▸ TASK PROMPT: Exactly repeat the line that contains "Can you find the tall", then every line after it up to and including the final line.

▸ DATA FOR PROCESSING:
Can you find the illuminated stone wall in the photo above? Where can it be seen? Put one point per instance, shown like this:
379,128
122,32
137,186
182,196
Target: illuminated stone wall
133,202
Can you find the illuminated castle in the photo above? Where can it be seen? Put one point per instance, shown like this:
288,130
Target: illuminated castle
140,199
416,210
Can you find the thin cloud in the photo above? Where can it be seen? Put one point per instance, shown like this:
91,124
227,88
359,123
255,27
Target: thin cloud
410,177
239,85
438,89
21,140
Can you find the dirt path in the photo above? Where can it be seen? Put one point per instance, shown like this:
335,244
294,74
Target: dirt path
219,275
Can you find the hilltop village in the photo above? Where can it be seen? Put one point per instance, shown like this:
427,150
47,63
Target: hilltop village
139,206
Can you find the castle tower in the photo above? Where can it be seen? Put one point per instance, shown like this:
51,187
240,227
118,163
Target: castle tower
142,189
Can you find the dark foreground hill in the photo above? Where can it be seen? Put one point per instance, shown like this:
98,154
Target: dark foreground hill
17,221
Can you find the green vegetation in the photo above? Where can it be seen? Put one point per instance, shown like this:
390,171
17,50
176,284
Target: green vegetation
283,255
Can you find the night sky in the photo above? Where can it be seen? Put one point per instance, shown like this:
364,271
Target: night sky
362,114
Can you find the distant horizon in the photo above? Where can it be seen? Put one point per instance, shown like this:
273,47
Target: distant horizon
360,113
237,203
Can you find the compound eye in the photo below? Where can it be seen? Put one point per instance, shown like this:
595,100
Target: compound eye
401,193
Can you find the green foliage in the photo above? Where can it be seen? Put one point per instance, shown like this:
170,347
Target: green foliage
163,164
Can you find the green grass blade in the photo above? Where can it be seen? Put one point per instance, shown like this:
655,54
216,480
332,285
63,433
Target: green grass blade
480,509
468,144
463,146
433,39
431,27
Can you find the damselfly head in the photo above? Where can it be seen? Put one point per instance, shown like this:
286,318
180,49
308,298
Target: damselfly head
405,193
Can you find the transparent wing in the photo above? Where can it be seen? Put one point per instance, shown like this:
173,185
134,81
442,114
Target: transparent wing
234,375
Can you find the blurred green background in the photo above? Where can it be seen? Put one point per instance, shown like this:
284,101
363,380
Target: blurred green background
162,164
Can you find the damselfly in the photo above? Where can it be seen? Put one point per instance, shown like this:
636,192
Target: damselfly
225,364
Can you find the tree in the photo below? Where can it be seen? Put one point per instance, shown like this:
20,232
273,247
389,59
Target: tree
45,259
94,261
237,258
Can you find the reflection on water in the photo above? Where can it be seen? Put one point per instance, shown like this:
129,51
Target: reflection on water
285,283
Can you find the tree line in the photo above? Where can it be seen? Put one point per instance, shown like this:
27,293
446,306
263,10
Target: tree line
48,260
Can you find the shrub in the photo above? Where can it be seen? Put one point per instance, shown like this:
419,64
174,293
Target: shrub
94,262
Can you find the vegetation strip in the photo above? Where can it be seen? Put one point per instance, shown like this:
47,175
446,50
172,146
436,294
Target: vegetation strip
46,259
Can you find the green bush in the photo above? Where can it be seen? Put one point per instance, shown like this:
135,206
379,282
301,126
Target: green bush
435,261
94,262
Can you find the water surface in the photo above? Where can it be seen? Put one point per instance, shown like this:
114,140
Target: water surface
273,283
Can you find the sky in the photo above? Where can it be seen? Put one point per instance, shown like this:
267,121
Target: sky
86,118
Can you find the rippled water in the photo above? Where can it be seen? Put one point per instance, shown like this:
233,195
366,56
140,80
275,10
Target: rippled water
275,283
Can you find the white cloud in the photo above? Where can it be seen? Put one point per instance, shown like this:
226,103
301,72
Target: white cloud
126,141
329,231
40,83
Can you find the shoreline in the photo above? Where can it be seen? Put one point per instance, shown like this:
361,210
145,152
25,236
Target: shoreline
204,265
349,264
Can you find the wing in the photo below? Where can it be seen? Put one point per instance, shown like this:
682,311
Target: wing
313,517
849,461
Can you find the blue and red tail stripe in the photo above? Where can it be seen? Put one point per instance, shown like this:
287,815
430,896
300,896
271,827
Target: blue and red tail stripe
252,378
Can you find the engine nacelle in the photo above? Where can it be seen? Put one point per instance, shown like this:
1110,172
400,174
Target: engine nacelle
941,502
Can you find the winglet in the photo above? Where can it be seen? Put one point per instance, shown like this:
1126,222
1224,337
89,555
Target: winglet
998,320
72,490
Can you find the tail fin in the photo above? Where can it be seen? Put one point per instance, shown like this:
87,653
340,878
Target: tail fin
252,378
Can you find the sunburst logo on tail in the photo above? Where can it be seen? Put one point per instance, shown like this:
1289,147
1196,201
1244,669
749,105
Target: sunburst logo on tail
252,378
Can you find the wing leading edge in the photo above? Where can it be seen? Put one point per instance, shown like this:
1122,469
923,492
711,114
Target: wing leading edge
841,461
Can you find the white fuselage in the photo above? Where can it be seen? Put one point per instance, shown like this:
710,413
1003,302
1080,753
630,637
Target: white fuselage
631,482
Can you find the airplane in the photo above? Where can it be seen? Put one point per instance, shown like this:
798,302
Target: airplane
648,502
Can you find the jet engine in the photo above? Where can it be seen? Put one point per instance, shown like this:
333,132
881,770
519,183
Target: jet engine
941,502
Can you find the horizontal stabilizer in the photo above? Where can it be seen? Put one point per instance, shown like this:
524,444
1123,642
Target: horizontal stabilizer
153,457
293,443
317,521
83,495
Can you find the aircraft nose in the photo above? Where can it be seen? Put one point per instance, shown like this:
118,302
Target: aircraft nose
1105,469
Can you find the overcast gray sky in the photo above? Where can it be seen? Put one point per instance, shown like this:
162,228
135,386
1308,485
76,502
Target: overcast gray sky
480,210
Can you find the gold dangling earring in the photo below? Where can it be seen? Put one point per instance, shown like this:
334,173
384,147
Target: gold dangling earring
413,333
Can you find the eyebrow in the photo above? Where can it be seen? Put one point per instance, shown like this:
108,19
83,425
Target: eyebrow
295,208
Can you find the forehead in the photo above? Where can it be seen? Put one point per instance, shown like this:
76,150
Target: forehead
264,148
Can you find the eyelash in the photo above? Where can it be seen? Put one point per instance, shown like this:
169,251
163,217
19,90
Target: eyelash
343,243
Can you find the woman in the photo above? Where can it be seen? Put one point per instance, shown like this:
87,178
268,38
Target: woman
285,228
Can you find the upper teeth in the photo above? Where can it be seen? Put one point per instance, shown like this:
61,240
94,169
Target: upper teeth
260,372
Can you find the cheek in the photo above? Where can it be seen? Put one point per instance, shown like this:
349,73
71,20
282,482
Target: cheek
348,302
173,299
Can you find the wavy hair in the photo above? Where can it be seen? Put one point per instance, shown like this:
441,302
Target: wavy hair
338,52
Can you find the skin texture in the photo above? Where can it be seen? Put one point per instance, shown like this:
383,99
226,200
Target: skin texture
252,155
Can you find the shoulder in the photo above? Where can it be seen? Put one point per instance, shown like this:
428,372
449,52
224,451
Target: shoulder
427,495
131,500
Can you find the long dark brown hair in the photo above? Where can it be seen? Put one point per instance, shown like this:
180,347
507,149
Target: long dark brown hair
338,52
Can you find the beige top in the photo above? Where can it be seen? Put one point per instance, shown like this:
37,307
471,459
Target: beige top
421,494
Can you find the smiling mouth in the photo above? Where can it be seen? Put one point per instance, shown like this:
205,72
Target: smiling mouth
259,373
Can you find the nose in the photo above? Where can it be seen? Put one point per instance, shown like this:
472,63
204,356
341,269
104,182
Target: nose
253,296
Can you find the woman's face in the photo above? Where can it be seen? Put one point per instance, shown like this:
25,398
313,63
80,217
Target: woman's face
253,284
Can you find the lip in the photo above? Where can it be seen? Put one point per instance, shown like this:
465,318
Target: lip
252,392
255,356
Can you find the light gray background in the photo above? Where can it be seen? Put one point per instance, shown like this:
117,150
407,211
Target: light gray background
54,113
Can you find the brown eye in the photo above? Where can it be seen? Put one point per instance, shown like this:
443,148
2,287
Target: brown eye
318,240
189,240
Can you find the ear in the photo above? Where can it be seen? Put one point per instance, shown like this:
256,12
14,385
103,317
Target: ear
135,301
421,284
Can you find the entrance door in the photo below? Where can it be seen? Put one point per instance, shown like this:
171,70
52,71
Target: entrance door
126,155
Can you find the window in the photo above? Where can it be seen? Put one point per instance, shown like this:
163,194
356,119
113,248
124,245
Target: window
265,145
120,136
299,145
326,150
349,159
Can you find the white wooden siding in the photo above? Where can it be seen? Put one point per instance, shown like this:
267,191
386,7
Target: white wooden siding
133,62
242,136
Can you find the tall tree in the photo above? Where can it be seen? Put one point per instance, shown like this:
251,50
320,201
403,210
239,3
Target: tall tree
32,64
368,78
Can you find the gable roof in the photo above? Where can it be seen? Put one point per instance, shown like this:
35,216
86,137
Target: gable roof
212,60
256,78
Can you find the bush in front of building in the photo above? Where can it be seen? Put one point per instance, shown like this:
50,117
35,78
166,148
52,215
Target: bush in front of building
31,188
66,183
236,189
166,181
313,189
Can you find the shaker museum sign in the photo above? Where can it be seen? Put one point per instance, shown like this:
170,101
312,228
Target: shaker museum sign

▸ REPLY:
Can you find the tall tree in the photo above? Where can it be seen? Put one point per instance, shown like this:
251,50
320,201
403,210
239,3
Target: tall tree
32,64
368,78
Can you find the gable roof in the photo above? Where can it be seen? Put one point per instance, shown like this:
35,216
86,137
Target: gable roof
212,60
256,78
Can you find the bush in front of building in the photo above? Where can it be seen? Put one point per instance, shown like this:
50,117
35,78
166,148
52,215
Target: bush in front of building
31,188
66,183
236,189
166,181
313,189
Can you find the shaker museum sign in the photo above? Where can it be seen? Put one point per instance, shown like this:
170,101
312,228
Target: shaker museum sign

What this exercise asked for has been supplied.